EXHIBIT 10.4.7
FIRST AMENDMENT TO CREDIT AGREEMENT
This First Amendment to Credit Agreement (this "Agreement") is made as
of August 29, 1997 by and between BITSTREAM INC., a Delaware corporation with a
place of business at 000 Xxxxx Xxxxxx, Xxxxxxxxx, Xxxxxxxxxxxxx 00000 (the
"Borrower") and BANKBOSTON, N.A., successor by merger with BayBank, N.A.,
formerly known as BayBank, with an address at 000 Xxxxxxx Xxxxxx, Xxxxxx,
Xxxxxxxxxxxxx 00000 (the "Bank").
WHEREAS, the Bank and the Borrower have entered into a loan arrangement
as of July 14, 1995, evidenced by, among other documents (the "Loan Documents"),
a certain Credit Agreement dated as of July 14, 1995 by and between the Borrower
and the Bank (as may be amended, the "Credit Agreement"). Terms used but not
defined herein are used with the meanings ascribed to them in the Credit
Agreement.

■ **Supplied information**
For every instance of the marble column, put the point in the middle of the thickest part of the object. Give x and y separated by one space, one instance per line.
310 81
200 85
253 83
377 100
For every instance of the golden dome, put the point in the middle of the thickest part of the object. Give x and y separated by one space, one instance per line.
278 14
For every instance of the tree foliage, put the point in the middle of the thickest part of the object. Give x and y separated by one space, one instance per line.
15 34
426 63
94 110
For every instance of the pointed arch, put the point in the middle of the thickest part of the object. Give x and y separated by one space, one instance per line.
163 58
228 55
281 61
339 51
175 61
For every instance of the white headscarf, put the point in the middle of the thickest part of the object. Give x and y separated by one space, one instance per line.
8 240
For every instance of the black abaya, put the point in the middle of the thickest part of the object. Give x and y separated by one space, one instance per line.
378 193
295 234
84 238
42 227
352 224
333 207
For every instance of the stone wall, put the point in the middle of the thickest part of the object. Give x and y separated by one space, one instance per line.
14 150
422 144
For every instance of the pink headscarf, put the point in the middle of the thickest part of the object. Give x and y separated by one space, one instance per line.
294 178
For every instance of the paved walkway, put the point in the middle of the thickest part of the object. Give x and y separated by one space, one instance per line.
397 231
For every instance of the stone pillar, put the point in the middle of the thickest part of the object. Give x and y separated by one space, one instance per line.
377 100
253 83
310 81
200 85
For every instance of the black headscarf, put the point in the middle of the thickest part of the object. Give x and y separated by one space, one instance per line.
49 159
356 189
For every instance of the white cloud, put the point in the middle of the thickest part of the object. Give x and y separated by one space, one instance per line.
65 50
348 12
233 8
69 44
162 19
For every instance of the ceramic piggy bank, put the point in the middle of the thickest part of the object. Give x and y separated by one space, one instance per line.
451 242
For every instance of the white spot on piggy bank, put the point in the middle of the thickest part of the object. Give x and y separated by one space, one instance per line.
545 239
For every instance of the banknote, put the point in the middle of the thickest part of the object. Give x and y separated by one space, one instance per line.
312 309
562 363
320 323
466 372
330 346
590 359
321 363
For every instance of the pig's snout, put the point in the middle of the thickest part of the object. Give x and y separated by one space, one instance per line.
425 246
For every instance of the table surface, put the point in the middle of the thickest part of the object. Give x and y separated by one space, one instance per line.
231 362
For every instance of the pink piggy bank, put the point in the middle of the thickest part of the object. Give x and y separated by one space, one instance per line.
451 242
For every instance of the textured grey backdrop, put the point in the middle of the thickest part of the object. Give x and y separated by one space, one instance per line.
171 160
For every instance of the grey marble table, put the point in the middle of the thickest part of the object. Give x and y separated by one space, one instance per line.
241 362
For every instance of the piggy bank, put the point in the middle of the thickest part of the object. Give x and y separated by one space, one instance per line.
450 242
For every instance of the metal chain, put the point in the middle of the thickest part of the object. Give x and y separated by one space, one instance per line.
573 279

■ **Task set**
1. Could you write out the stretch of records from the line containing "For every instance of the metal" through the last of the records, requests included, shifting each coordinate in the answers up by 103?
2. Can you carry the credit agreement amendment forward from where it stops?

■ **Answers to each task**
1.
For every instance of the metal chain, put the point in the middle of the thickest part of the object. Give x and y separated by one space, one instance per line.
676 382

2.
WHEREAS, the Borrower has requested, and the Bank has agreed, to amend
certain terms of the Loan Documents, as more particularly set forth herein.
NOW THEREFORE, for good and valuable consideration, the receipt,
adequacy and sufficiency of which is hereby acknowledged, the parties hereto
agree, effective as of the date hereof, as follows:
1. The Credit Agreement shall be amended by deleting the
definition of "Borrowing Base" in Section 1.1 on Page 2 and inserting
in lieu thereof the following text:
""Borrowing Base" shall mean at any time an amount
equal to (as shown on the Bank's records at any time) eighty
percent (80%) of all Eligible Accounts."
2. The Credit Agreement shall be amended by deleting in its
entirety the definition of "Eligible International Account" in Section
1.1 on Page 4.
3. The Credit Agreement shall be amended by deleting the
definition of "Maximum Credit Amount" in Section 1.1 on Page 7 and
inserting in lieu thereof the following text:
""Maximum Credit Amount" shall mean Two Million and
00/100 Dollars ($2,000,000.00)."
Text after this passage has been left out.